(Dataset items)
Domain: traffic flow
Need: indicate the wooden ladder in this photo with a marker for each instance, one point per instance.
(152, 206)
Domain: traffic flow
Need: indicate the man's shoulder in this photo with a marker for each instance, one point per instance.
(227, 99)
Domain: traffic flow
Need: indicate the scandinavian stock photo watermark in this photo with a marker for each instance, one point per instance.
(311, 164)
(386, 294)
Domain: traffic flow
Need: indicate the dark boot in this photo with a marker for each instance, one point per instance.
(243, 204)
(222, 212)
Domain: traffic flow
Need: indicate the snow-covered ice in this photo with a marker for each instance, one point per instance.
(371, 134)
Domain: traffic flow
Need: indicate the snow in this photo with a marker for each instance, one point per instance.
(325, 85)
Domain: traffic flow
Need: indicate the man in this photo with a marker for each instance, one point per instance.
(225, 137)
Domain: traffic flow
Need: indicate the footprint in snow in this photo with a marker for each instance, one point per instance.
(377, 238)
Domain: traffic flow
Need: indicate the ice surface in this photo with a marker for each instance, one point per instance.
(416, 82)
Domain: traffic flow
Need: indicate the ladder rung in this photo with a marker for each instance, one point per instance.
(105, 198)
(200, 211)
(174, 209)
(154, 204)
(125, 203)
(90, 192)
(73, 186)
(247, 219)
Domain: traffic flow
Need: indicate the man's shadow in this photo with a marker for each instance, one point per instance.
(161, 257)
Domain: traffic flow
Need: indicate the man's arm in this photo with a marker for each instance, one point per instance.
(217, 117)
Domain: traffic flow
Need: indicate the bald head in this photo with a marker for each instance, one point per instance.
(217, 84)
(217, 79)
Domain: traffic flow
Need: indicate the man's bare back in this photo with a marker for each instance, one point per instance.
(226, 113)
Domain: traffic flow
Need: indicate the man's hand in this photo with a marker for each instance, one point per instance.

◆ REQUIRED ACTION ◆
The records shown earlier should all be returned verbatim.

◆ EXERCISE ANSWER ◆
Domain: traffic flow
Need: indicate the wooden ladder in this photo with a marker for each instance, one point per instance.
(152, 206)
Domain: traffic flow
Need: indicate the man's shoulder in this photo with a marker for each instance, one point per instance.
(227, 99)
Domain: traffic flow
Need: indicate the scandinavian stock photo watermark in this photo with a marker for each instance, one point per instance.
(311, 164)
(386, 294)
Domain: traffic flow
Need: indicate the dark boot in this photo with a marker for each instance, one point per instance.
(243, 204)
(222, 212)
Domain: traffic flow
Need: indicate the snow-covered ice in this photo with a marker for each instance, one point per instance.
(371, 134)
Domain: traffic flow
Need: indicate the snow in this photo with a marker for each instance, one point per instance.
(325, 85)
Domain: traffic flow
Need: indicate the man in this photo with a marker for each instance, one point per instance.
(225, 137)
Domain: traffic flow
Need: indicate the footprint in snow in this photo with a marker for each instance, one point per instance.
(377, 238)
Domain: traffic flow
Need: indicate the ice surface in this photo with a marker for each instance, one point per instance.
(416, 82)
Domain: traffic flow
Need: indicate the ladder rung in this photo with a marker for each instance, one point per instance.
(105, 198)
(200, 211)
(174, 209)
(154, 204)
(125, 203)
(90, 192)
(73, 186)
(247, 219)
Domain: traffic flow
Need: indicate the man's shadow in this photo with a marker for each instance, one point per instance.
(161, 257)
Domain: traffic flow
Need: indicate the man's arm in this photo with a marker for each instance, one point per instance.
(217, 117)
Domain: traffic flow
Need: indicate the bald head in this photo with a marker for each instance, one point per instance.
(217, 84)
(217, 79)
Domain: traffic flow
Need: indicate the man's bare back in this photo with a marker for each instance, one point per instance.
(226, 113)
Domain: traffic flow
Need: indicate the man's hand in this photo with a marker for each instance, one point per instance.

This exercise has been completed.